* **TASK STATEMENT**: Copy the listing word for word from its first line through the line that contains "[[[103,35],[120,35],[120,12],[101,18],[89,31],[92,38],[101,38]]]", including both ends. Leave the picture out of your copy.
---*---
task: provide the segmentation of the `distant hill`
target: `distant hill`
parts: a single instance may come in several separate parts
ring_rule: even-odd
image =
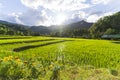
[[[29,26],[10,23],[0,20],[0,34],[4,35],[31,35]]]
[[[84,29],[84,31],[88,31],[88,29],[93,25],[93,23],[88,23],[84,20],[71,23],[68,25],[53,25],[53,26],[32,26],[30,30],[35,32],[36,35],[47,35],[50,34],[52,36],[62,36],[62,37],[72,37],[76,36],[74,34],[75,31],[80,32]],[[78,35],[79,36],[79,35]]]
[[[68,25],[53,26],[26,26],[0,20],[0,34],[5,35],[33,35],[33,36],[57,36],[57,37],[76,37],[88,33],[88,29],[93,23],[79,21]],[[4,30],[3,30],[4,28]],[[84,34],[85,33],[85,34]]]
[[[103,35],[120,35],[120,12],[101,18],[89,31],[92,38],[101,38]]]

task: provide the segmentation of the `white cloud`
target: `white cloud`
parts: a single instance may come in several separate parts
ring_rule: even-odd
[[[92,0],[91,2],[92,2],[92,4],[100,4],[100,3],[108,4],[110,1],[112,1],[112,0]]]
[[[86,0],[21,0],[21,2],[32,9],[43,7],[49,10],[80,10],[90,7]]]
[[[108,13],[104,13],[104,14],[101,14],[101,15],[94,14],[94,15],[88,16],[88,18],[86,20],[88,22],[97,22],[100,18],[105,17],[105,16],[109,16],[109,15],[112,15],[112,14],[113,14],[113,12],[108,12]]]
[[[21,12],[19,12],[19,13],[14,13],[14,12],[13,12],[13,13],[11,13],[11,14],[8,14],[8,16],[9,16],[10,18],[13,18],[16,23],[18,23],[18,24],[24,24],[24,23],[19,19],[21,15],[22,15]]]

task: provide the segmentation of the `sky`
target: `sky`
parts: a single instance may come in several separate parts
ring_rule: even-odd
[[[120,11],[120,0],[0,0],[0,20],[51,26],[96,22]]]

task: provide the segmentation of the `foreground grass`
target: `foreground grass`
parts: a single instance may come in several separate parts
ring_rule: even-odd
[[[7,36],[0,44],[2,80],[120,80],[120,41]]]

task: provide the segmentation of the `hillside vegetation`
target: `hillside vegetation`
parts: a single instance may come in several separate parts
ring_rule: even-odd
[[[120,41],[0,37],[1,80],[120,80]]]
[[[120,35],[120,12],[101,18],[89,29],[92,38],[102,35]]]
---*---
* **REPLY TO THE TASK**:
task: provide the segmentation of the `distant hill`
target: `distant hill`
parts: a single instance may come in several separate parts
ring_rule: even-odd
image =
[[[29,26],[10,23],[0,20],[0,34],[4,35],[31,35]]]
[[[84,29],[84,31],[88,31],[88,29],[93,25],[93,23],[88,23],[84,20],[71,23],[68,25],[53,25],[53,26],[32,26],[30,30],[35,32],[36,35],[47,35],[50,34],[52,36],[62,36],[62,37],[72,37],[76,36],[74,34],[75,31],[80,32]],[[78,35],[79,36],[79,35]]]
[[[68,25],[53,26],[26,26],[0,20],[0,34],[5,35],[33,35],[33,36],[57,36],[57,37],[76,37],[88,33],[88,29],[93,23],[79,21]],[[4,30],[3,30],[4,28]],[[84,34],[85,33],[85,34]]]
[[[103,35],[120,35],[120,12],[101,18],[89,31],[92,38],[101,38]]]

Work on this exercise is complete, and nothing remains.